[Begin EXTRACTED ENTRIES]

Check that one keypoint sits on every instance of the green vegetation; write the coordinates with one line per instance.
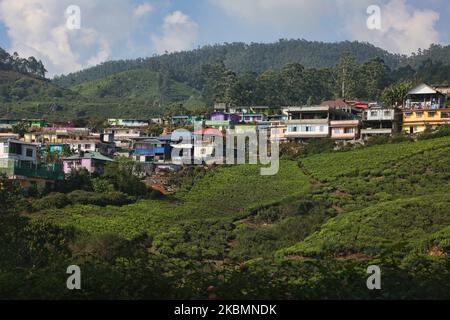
(285, 73)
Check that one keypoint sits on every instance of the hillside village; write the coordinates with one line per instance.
(43, 153)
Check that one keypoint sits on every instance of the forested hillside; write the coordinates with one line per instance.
(289, 72)
(24, 93)
(259, 57)
(309, 232)
(240, 57)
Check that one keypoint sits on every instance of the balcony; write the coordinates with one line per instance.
(14, 169)
(344, 124)
(305, 134)
(308, 121)
(376, 131)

[End EXTRACTED ENTRIES]

> [TASK GOAL]: Swap "keypoint" for "marker" throughout the lines above and repeat them with nothing else changed. Leave out the pictures.

> [RESULT]:
Check that one marker sits on every instance of the green vegetation; write the coordinates with one line per instance.
(285, 73)
Check that one marker sits on every instance of the hillside village; write the coordinates with one line per instance.
(43, 153)
Check that one marker sits on every instance of the forested hillside; write the coordinates with one line per instance.
(289, 72)
(24, 93)
(259, 57)
(309, 232)
(240, 57)
Check that one marker sits on every instance of the balcony; write the coordinates with one line per instance.
(14, 169)
(344, 124)
(305, 134)
(308, 121)
(376, 131)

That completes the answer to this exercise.